═════ Fragmento de texto
Por fin agarré otro ratito para escribir en mi bitácora de
viaje la segunda parte de las vacaciones de Semana Santa. Esta vez fueron de un
turismo algo más estándar, no tanta improvisación ni aventura, aunque la
ocasión lo merecía, ya que recibía a contrarreloj la única visita de España
hasta la fecha. ¡Gracias Urban!
Las causalidades que siempre me acompañan en la vida
hicieron que en el mismo vuelo que Urban vinieran el hermano y la novia de Noe,
una amiga que también anda de intercambio en Xalapa. Así que la idea era
reunirse en DF con ellos a las 7 de la mañana, que era cuando llegaban.
¡Menudas horas!
Yo llegué un día antes para aclimatarme a la ciudad y andar
de bares y pulquerías. Allí fui a parar con Lulú, una amiga que fue nuestra
anfitriona en la estancia defeña. Los pelos de punta se me pusieron cuando
descubrí que tenemos exactamente la misma edad, ¡apenas nos llevamos minutos o
alguna hora de diferencia!
Las pulquerías son lugares típicos mexicanos donde se bebe
pulque, una bebida que ya tomaban los aztecas para contactar con los dioses. El
sabor es medio ácido y la textura
viscosa y pesada, así que no es apta para todos los paladares. Tras unos
titubeos iniciales, mi paladar aprendió a quererlo.
══════════
═════ Información extraída
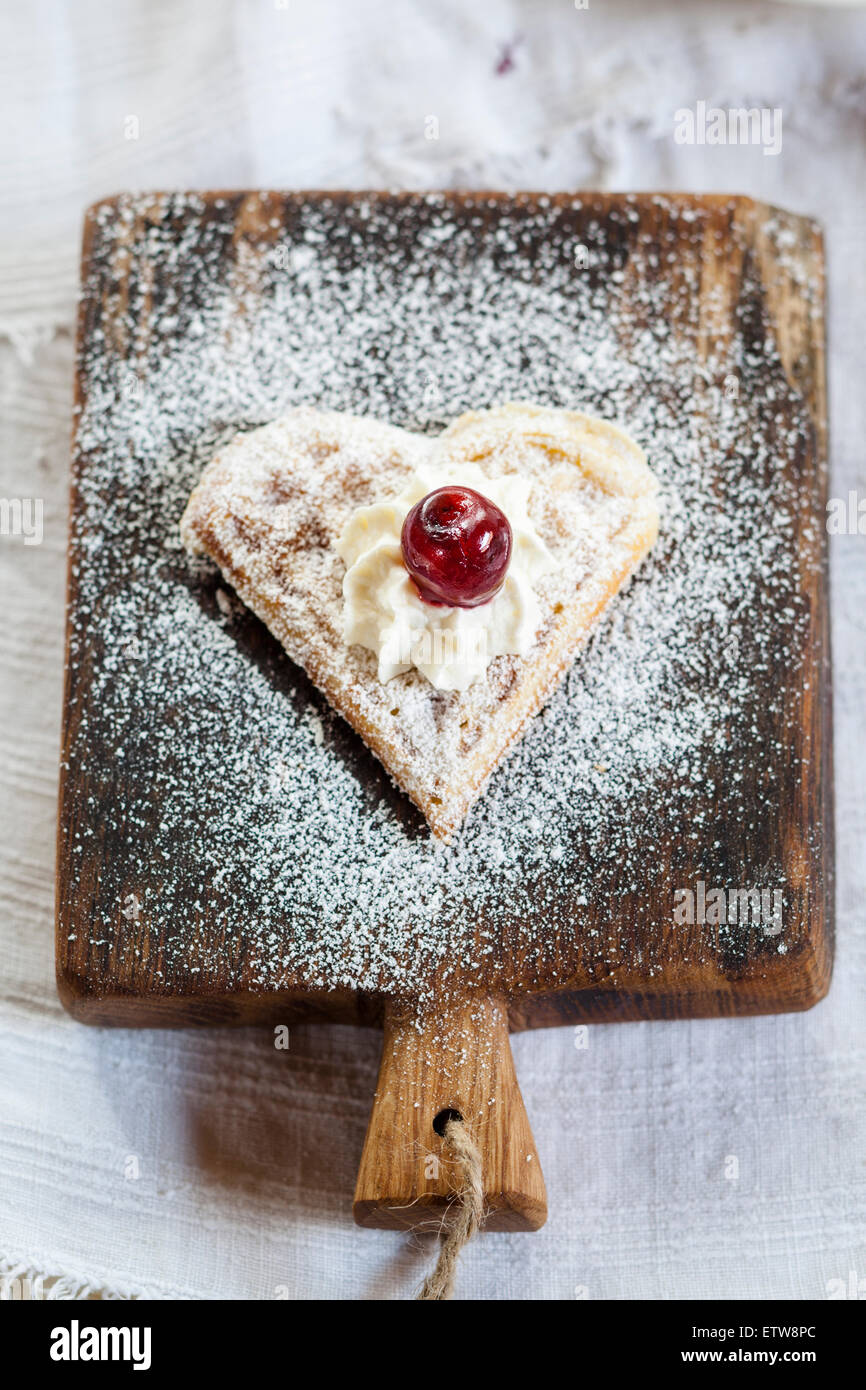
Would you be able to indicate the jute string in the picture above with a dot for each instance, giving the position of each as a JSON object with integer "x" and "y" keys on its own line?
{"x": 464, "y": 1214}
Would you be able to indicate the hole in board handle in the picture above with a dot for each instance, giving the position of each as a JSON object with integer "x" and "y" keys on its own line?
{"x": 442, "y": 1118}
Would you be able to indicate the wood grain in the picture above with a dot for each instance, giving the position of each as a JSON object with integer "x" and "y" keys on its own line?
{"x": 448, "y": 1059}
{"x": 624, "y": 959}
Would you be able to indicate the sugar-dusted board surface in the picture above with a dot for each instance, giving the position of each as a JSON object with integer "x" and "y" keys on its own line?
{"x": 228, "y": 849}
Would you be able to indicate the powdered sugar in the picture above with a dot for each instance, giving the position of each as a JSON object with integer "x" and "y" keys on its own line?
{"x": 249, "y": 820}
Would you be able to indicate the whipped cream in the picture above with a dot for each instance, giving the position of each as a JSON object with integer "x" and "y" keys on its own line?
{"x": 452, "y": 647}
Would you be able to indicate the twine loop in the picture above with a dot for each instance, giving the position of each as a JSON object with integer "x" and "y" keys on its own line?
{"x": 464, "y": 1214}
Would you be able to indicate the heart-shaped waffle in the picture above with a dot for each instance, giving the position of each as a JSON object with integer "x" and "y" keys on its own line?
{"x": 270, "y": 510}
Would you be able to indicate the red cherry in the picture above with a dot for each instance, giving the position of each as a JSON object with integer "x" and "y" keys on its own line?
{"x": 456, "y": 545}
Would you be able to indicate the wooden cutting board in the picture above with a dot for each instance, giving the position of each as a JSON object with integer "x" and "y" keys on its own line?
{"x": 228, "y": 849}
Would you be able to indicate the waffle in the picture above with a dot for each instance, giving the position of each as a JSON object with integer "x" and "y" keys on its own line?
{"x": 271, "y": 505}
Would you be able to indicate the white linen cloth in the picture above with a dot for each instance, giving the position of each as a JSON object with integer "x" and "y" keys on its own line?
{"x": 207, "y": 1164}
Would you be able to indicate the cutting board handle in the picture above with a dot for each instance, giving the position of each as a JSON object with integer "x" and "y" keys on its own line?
══════════
■ **Objetivo indicado 1**
En la bitácora de viaje de Semana Santa, ¿para qué tomaban pulque los aztecas?
■ **Objetivo indicado 2**
Copia de la bitácora de viaje de Semana Santa el pasaje que arranca en "Las causalidades que" y sigue hasta "era cuando llegaban.".
■ **Objetivo indicado 3**
Prosigue la bitácora de viaje de Semana Santa desde el punto en que se detiene.

■ **Respuesta correcta 1**
Para contactar con los dioses.

■ **Respuesta correcta 2**
Las causalidades que siempre me acompañan en la vida
hicieron que en el mismo vuelo que Urban vinieran el hermano y la novia de Noe,
una amiga que también anda de intercambio en Xalapa. Así que la idea era
reunirse en DF con ellos a las 7 de la mañana, que era cuando llegaban.

■ **Respuesta correcta 3**
Entre cervezas y pulques conocimos al Bacho, un artista de
los suburbios mexicanos (así se definía él), que tenía la cualidad de querer
matarte cuando decías algo que no le gustaba y al instante abrazarte y dar
gracias al destino por darle la oportunidad de habernos conocido. ¡Vamos que
estaba colgao!
Parece que no, pero el pulque sube, y vaya si lo hace. Lo
descubrí a las 6,30 de la mañana, hora en que me levanté para ir a recoger a
las visitas, con la cabeza girando en una órbita diferente a la de mi cuerpo.
Menos mal que el destino estaba a mi favor y las causalidades no vienen solas.
Resulta que el lugar donde teníamos que encontrarnos estaba en la misma calle
que la pulquería de la noche anterior. Tanta capital… ¡Si al final esto es un pueblo!
Así que con mi cruda (así se le llama acá a la resaca) y el jet
lag de los viajeros nos fuimos de buena mañana a visitar el Museo de
Antropología, un museo inmenso, con cientos de miles de piezas, que no ves bien
ni en un día entero. El cansancio nos hizo mella a las tres horas y decidimos
abandonar. El problema es que el museo se encuentra en el parque de
Chapultepec, el pulmón de la ciudad y considerada la zona verde urbana más
grande de Latinoamérica. Y sí, nos perdimos y estuvimos caminando durante dos
horas para salir de allí, ya sí hambrientos y reventados. Por cierto, el parque
muy bonito jejeje.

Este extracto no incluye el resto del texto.